◆ **Problem to solve**:
Could you quote, exactly as they stand, the lines running from the one with "the work glove" to the final line of the material?
+++ Listed entries
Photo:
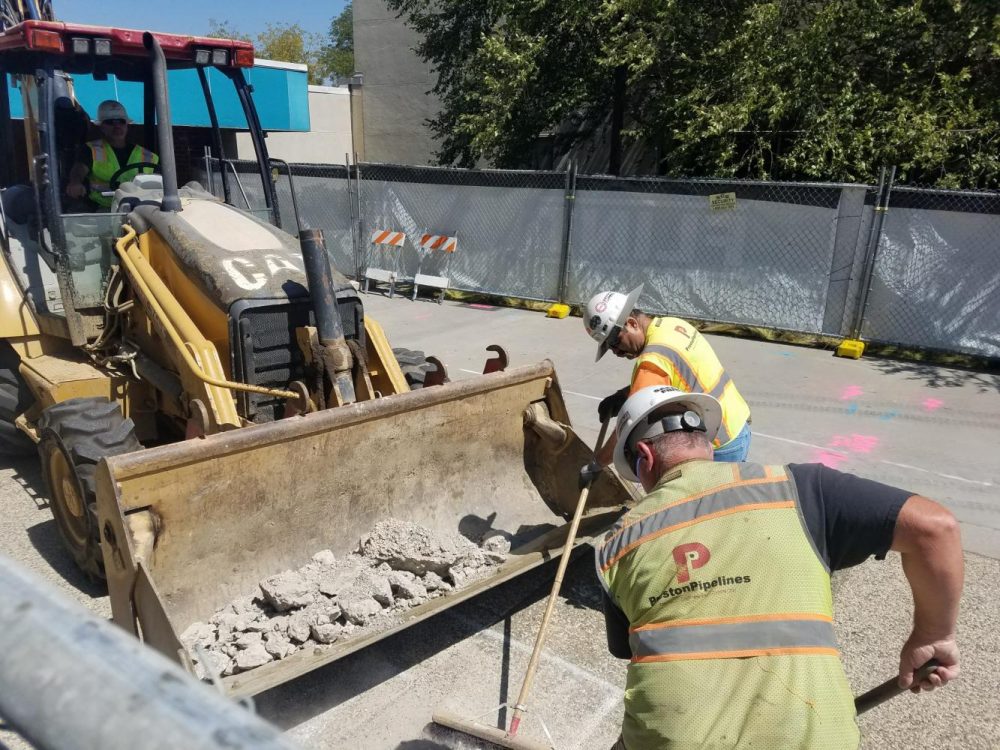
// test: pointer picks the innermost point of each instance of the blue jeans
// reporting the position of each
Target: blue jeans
(735, 450)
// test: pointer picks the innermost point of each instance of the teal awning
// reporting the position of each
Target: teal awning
(281, 95)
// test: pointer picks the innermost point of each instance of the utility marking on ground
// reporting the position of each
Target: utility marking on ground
(798, 442)
(937, 473)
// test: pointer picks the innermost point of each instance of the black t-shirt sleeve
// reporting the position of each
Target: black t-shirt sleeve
(616, 626)
(849, 518)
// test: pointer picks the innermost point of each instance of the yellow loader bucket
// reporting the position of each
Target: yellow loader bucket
(189, 527)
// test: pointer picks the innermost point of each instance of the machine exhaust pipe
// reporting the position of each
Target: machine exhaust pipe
(164, 125)
(337, 359)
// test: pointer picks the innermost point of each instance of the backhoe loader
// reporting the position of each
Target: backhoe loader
(209, 401)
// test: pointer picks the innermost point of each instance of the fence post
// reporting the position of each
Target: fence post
(354, 229)
(874, 240)
(567, 235)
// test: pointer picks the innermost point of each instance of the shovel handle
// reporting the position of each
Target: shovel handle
(890, 688)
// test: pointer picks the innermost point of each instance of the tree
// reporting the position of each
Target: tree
(780, 89)
(336, 58)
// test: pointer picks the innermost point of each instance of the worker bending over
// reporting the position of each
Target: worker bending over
(667, 351)
(717, 586)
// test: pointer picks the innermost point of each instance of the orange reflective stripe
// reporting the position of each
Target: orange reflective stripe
(729, 620)
(781, 651)
(684, 524)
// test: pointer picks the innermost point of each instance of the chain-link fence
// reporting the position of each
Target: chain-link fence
(819, 258)
(508, 225)
(936, 278)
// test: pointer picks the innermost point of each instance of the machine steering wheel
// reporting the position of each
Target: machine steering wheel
(114, 182)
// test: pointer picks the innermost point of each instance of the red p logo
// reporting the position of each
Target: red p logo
(692, 555)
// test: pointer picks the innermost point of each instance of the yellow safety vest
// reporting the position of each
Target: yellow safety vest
(105, 165)
(677, 348)
(730, 613)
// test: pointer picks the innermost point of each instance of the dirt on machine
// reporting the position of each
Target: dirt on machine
(210, 403)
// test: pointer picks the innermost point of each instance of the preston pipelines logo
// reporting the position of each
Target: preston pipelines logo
(688, 557)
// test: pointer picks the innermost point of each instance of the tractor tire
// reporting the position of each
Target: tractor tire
(75, 435)
(14, 399)
(414, 366)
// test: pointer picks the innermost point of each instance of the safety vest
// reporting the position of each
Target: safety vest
(105, 165)
(677, 348)
(730, 613)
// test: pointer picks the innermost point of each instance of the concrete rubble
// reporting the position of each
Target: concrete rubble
(399, 565)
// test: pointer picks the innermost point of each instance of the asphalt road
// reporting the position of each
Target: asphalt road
(931, 430)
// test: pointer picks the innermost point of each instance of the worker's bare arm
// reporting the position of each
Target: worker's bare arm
(928, 538)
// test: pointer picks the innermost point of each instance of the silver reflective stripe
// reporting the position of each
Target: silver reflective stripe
(687, 510)
(734, 636)
(686, 373)
(752, 471)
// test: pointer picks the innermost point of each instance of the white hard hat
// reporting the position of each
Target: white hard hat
(604, 312)
(110, 109)
(633, 425)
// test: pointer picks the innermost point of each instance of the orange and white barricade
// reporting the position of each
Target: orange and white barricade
(387, 246)
(438, 249)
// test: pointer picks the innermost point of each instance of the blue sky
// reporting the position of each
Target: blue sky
(192, 16)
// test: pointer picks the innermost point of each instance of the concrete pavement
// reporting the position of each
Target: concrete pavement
(930, 430)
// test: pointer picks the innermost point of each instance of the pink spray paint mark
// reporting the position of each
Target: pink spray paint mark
(829, 459)
(855, 443)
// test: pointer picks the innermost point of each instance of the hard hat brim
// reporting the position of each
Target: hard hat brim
(627, 309)
(708, 407)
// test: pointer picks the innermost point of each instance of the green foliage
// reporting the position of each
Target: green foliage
(336, 58)
(779, 89)
(327, 58)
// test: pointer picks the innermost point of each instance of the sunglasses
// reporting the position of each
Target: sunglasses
(615, 337)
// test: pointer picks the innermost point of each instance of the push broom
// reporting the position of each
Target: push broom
(510, 738)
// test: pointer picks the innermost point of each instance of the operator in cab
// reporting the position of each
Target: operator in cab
(99, 167)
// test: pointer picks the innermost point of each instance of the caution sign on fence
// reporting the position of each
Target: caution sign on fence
(388, 237)
(722, 201)
(439, 242)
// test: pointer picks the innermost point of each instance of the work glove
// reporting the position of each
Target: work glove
(589, 473)
(610, 406)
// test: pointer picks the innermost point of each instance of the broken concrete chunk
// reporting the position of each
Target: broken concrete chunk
(336, 581)
(407, 587)
(361, 609)
(496, 547)
(298, 629)
(247, 640)
(288, 590)
(409, 546)
(434, 582)
(279, 646)
(255, 656)
(325, 557)
(326, 633)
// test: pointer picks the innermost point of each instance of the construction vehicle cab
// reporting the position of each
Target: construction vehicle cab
++++++
◆ **Answer for the task**:
// test: pointer picks the innermost point of each instance of the work glove
// reporting the position of each
Target: work glove
(589, 473)
(610, 406)
// test: pointer picks the innermost point of each instance of the broken concrete chunk
// reporting the position of each
Target: broken concrete chunk
(336, 581)
(407, 587)
(361, 609)
(496, 547)
(298, 629)
(247, 640)
(288, 590)
(409, 546)
(434, 582)
(279, 646)
(255, 656)
(325, 557)
(326, 633)
// test: pointer picks the innermost point of each instance of the construction vehicle cab
// reporting the position of each
Target: construction vehicle cab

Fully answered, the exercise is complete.